**Stated exercise:** Reproduce the entries below word for word, starting at the line containing "indicate: baseboard" and continuing to the end of the entries, with that first line included.

**Given records:**
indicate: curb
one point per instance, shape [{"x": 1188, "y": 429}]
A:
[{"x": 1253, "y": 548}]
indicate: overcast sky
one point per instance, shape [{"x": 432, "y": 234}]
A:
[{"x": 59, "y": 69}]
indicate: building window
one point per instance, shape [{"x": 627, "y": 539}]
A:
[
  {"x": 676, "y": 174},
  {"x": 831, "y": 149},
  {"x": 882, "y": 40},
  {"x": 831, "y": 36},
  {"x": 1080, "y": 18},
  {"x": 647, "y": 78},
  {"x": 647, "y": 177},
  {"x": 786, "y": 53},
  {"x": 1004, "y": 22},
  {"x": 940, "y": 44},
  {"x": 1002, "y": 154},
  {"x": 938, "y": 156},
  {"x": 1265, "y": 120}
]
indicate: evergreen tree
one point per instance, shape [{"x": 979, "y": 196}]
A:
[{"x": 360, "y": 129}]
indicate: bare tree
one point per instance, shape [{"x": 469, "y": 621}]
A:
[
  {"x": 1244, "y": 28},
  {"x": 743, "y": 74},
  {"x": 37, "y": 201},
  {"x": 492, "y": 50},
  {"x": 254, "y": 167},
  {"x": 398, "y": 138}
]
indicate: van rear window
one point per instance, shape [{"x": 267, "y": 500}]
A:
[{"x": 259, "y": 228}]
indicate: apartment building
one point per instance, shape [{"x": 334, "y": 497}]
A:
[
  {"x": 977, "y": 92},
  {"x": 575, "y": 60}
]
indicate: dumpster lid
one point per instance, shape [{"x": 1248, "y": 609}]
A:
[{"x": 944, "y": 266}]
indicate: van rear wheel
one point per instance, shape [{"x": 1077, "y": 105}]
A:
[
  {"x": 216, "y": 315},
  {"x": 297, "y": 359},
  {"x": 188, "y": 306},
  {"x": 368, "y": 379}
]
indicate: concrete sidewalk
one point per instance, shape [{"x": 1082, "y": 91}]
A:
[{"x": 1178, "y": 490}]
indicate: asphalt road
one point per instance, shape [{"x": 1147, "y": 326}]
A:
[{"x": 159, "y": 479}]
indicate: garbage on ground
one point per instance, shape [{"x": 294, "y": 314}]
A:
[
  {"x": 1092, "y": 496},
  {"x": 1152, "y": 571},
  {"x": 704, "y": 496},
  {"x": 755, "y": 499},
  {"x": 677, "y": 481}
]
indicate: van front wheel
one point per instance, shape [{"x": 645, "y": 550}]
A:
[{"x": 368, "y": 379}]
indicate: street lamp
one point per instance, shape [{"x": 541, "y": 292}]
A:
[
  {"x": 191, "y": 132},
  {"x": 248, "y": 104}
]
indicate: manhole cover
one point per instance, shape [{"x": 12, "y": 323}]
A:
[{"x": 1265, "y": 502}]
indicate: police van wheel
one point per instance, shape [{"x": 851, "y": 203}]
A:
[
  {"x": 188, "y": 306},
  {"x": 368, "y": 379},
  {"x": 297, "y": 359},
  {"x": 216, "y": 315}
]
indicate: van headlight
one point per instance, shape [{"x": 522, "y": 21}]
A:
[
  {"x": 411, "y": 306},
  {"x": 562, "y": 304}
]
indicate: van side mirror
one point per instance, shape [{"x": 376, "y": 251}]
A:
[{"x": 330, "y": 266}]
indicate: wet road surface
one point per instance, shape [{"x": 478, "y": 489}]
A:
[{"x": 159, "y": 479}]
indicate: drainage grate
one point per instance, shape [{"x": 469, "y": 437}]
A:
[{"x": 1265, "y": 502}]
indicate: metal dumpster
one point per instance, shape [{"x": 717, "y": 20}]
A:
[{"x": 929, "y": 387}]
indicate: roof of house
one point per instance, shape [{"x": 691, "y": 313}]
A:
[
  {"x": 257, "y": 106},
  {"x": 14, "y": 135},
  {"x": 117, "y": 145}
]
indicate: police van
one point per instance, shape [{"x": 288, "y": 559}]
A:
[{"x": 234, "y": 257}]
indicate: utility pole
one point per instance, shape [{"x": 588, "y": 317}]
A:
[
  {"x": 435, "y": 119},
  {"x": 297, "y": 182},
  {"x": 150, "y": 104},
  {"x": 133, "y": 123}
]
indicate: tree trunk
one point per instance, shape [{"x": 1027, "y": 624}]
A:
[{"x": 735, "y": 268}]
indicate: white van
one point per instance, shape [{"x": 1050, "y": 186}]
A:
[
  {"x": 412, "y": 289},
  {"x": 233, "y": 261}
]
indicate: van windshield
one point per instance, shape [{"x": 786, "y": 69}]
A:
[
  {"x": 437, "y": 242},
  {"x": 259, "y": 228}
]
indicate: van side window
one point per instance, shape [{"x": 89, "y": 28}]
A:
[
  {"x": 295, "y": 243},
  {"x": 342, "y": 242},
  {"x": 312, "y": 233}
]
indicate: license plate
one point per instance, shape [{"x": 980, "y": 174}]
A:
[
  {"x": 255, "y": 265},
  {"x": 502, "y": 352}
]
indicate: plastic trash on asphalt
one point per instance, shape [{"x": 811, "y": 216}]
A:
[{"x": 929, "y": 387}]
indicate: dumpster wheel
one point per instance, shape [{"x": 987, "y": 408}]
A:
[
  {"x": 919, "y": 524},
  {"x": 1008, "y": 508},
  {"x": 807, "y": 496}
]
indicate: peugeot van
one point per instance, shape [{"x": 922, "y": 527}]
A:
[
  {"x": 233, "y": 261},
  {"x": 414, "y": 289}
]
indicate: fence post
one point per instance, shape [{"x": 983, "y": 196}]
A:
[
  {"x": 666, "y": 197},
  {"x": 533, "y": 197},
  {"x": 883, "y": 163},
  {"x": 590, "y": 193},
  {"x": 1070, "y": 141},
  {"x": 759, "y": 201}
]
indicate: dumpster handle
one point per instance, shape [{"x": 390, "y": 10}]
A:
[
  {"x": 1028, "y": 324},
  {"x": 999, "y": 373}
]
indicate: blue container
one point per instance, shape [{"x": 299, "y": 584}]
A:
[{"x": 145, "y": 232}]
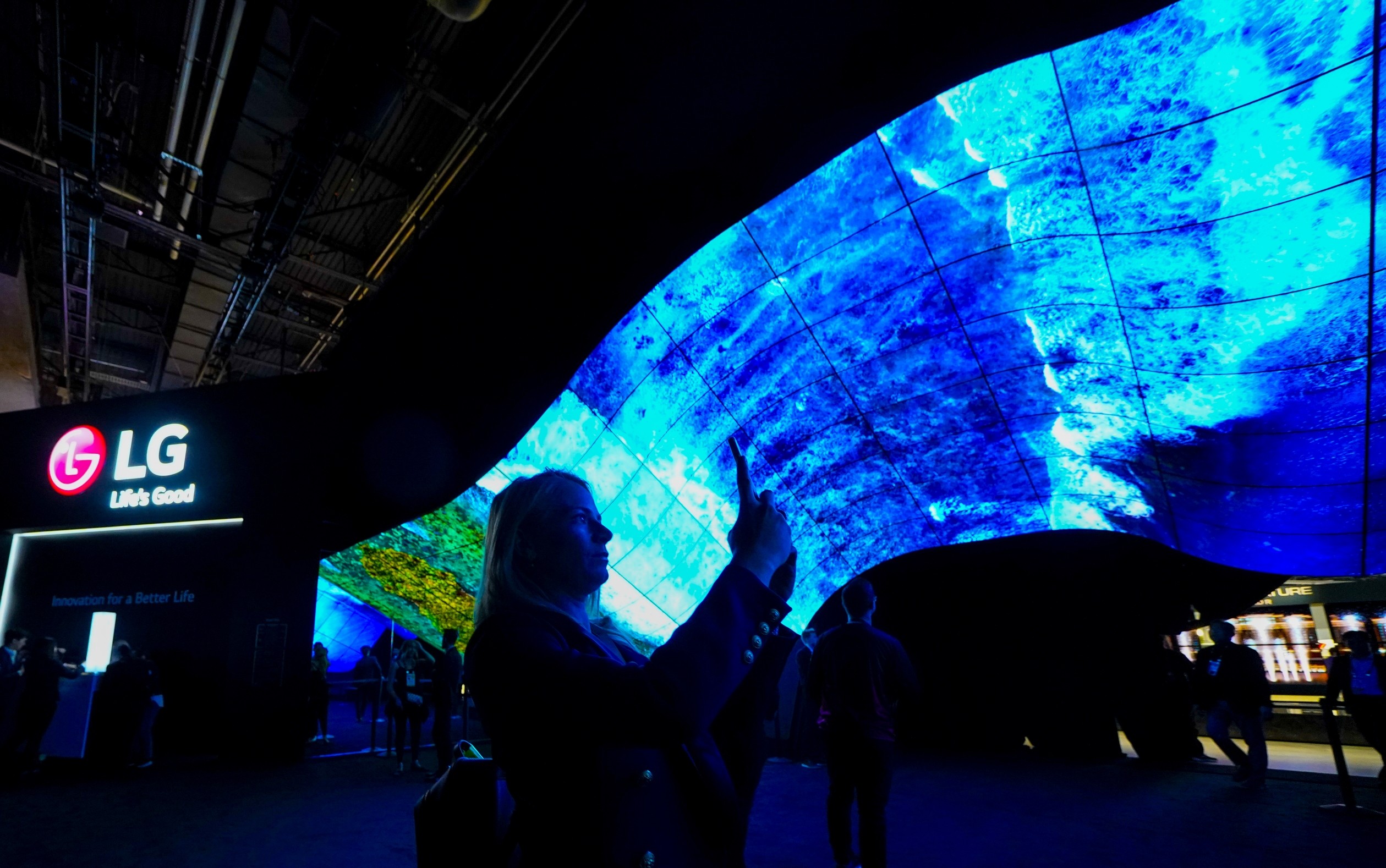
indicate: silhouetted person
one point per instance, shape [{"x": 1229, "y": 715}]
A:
[
  {"x": 1155, "y": 704},
  {"x": 1231, "y": 685},
  {"x": 407, "y": 701},
  {"x": 445, "y": 687},
  {"x": 857, "y": 680},
  {"x": 612, "y": 756},
  {"x": 154, "y": 690},
  {"x": 12, "y": 681},
  {"x": 1360, "y": 677},
  {"x": 122, "y": 693},
  {"x": 807, "y": 738},
  {"x": 318, "y": 693},
  {"x": 368, "y": 693},
  {"x": 1177, "y": 678},
  {"x": 39, "y": 701}
]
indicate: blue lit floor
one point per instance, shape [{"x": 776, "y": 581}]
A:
[{"x": 950, "y": 811}]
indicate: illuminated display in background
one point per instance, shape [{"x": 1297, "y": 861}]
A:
[
  {"x": 344, "y": 624},
  {"x": 1120, "y": 286}
]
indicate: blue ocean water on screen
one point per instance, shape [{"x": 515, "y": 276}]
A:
[{"x": 1123, "y": 286}]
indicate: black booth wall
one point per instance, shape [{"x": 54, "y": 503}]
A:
[
  {"x": 255, "y": 453},
  {"x": 1047, "y": 637}
]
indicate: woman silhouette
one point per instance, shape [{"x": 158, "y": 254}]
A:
[{"x": 615, "y": 759}]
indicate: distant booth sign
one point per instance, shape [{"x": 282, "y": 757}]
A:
[{"x": 178, "y": 523}]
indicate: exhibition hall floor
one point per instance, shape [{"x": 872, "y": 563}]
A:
[{"x": 950, "y": 811}]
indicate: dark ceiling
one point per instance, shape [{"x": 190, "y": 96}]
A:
[
  {"x": 445, "y": 217},
  {"x": 656, "y": 127}
]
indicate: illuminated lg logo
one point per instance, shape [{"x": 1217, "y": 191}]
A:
[
  {"x": 79, "y": 455},
  {"x": 76, "y": 459}
]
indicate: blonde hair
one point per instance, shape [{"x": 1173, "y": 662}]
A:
[
  {"x": 505, "y": 584},
  {"x": 513, "y": 515}
]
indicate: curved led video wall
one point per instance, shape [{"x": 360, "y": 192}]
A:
[{"x": 1122, "y": 286}]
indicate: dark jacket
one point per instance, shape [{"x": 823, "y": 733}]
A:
[
  {"x": 613, "y": 757},
  {"x": 1341, "y": 678},
  {"x": 12, "y": 683},
  {"x": 857, "y": 678},
  {"x": 1240, "y": 678},
  {"x": 447, "y": 677},
  {"x": 41, "y": 683}
]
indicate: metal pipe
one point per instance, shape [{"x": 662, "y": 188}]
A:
[
  {"x": 50, "y": 163},
  {"x": 228, "y": 47},
  {"x": 190, "y": 35}
]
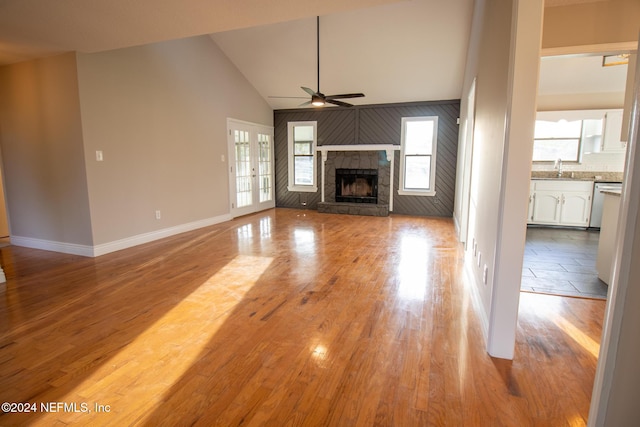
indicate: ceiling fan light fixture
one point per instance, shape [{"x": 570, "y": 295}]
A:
[{"x": 317, "y": 101}]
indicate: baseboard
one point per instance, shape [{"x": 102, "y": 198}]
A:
[
  {"x": 51, "y": 245},
  {"x": 473, "y": 287},
  {"x": 105, "y": 248},
  {"x": 140, "y": 239}
]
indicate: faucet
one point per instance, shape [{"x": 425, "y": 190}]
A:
[{"x": 558, "y": 165}]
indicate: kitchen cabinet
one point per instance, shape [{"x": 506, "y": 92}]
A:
[
  {"x": 612, "y": 130},
  {"x": 560, "y": 202}
]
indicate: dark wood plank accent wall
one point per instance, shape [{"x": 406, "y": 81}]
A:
[{"x": 374, "y": 124}]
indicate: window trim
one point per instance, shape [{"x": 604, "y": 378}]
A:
[
  {"x": 313, "y": 188},
  {"x": 432, "y": 176}
]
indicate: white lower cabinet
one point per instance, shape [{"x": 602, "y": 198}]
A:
[{"x": 560, "y": 202}]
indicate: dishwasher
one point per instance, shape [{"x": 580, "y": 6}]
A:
[{"x": 598, "y": 200}]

**Result:**
indicate: baseboard
one point per instance, shape [{"x": 102, "y": 198}]
A:
[
  {"x": 51, "y": 245},
  {"x": 473, "y": 287},
  {"x": 105, "y": 248},
  {"x": 140, "y": 239}
]
indicate: faucet
one point per instance, shape [{"x": 425, "y": 190}]
A:
[{"x": 558, "y": 165}]
indicate: kitchen cabinet
one point per instance, shape [{"x": 506, "y": 92}]
A:
[
  {"x": 612, "y": 130},
  {"x": 560, "y": 202}
]
indicate: dark wood plank accent wall
one point per instance, shape [{"x": 406, "y": 81}]
A:
[{"x": 374, "y": 124}]
indicate: window trim
one point per instance, shape [{"x": 604, "y": 378}]
A:
[
  {"x": 313, "y": 188},
  {"x": 432, "y": 176}
]
indicate: white lower cabinet
one point per instance, shape [{"x": 602, "y": 198}]
A:
[{"x": 560, "y": 202}]
indicate: dishwasher
one point per instance, shape [{"x": 580, "y": 6}]
A:
[{"x": 598, "y": 200}]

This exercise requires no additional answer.